Provided records:
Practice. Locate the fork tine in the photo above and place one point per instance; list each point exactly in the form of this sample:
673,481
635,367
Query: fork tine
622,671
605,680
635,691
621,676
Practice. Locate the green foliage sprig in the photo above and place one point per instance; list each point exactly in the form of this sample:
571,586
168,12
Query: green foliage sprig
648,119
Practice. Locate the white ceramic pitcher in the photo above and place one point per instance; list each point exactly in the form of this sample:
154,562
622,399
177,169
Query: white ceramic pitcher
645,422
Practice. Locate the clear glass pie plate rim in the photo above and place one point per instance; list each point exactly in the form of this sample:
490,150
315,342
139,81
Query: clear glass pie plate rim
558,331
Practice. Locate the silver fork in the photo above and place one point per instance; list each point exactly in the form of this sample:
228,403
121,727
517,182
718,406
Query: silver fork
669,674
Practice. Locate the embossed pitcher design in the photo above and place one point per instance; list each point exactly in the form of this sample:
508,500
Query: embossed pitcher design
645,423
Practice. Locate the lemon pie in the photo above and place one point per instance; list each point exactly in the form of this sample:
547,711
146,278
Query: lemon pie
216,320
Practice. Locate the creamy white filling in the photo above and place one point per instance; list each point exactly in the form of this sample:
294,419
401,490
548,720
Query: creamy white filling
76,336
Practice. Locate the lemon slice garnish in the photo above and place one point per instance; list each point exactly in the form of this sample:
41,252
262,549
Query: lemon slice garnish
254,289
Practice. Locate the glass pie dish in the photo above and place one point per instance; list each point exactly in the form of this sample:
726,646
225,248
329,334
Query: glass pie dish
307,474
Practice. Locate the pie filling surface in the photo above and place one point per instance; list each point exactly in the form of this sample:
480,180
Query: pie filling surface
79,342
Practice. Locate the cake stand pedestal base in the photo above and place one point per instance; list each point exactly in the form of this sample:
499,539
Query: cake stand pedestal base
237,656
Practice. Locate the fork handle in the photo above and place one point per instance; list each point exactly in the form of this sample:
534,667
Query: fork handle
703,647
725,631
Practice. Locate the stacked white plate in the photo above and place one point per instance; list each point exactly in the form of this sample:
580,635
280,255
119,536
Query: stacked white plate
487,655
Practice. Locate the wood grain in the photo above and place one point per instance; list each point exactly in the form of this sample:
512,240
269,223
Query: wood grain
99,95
...
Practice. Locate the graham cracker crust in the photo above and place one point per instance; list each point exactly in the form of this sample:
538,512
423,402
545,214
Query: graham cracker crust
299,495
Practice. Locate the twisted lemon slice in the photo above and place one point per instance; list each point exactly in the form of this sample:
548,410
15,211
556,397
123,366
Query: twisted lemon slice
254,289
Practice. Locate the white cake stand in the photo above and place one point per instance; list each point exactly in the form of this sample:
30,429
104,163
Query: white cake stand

What to produce:
An exact copy of the lines above between the line holding "Practice. Locate the twisted" and the line holding "Query: white cake stand", inclusive, is the whole answer.

Answer for this exercise:
Practice. Locate the twisted lemon slice in the photo above and place one point per instance; list each point exactly in the form of this sample:
548,410
15,211
556,397
123,366
Query: twisted lemon slice
254,289
Practice. Locate the white cake stand in the photo above and place one point per instance; list each point exactly in the form of this sample:
30,429
104,163
Query: white cake stand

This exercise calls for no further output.